= Page =
Page MenuHomePhabricator

Find/Replace (in-editor text search) should be diacritic-insensitive
Closed, ResolvedPublic8 Estimated Story Points

Description

Steps to understand:

  1. Open a page with a lot of text in a diacritic-friendly language (e.g., Spanish, French, German, etc.) in VisualEditor (either mode).
  2. Search for the text you're trying to find (Command-F) using VisualEditor's built-in Find/Replace feature.
  3. Miss the typo because you searched for the string ole and someone had typed olé.

If you search for ole; then Find/Replace ought to find all simple variants on these letters, including, e.g., ółę. This is standard behavior for web browsers and search engines and so is likely expected as well as being helpful.

Event Timeline

I believe JS's localeCompare has options for this right ? Maybe use that unless exact case matching is enabled.

Jdforrester-WMF moved this task from To Triage to TR1: Releases on the VisualEditor board.

= Written instruction 1 =
According to the Find/Replace task page, which JavaScript feature does the comment suggest for diacritic-insensitive matching?
= Written instruction 2 =
Using the Find/Replace task page, explain why a search for "ole" should also find variants such as "ółę".

= Data =
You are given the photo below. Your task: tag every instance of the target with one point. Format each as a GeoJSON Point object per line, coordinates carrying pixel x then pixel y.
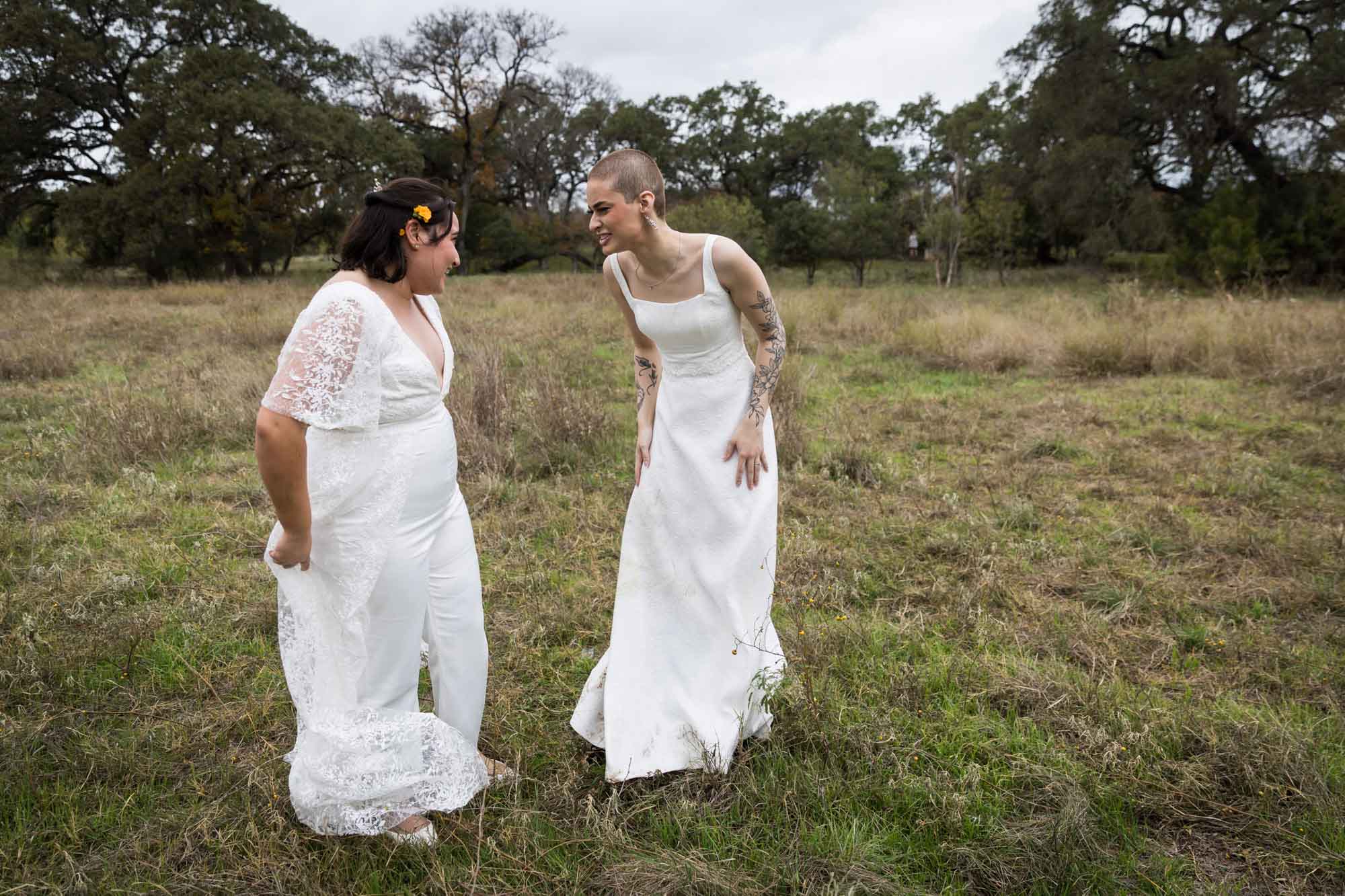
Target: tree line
{"type": "Point", "coordinates": [217, 138]}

= Written solution 1 =
JavaScript's localeCompare, used unless exact case matching is enabled.

= Written solution 2 =
This is standard behavior for web browsers and search engines, so users are likely to expect it. It is also helpful because it catches text like a typed "olé" that an exact search for "ole" would miss.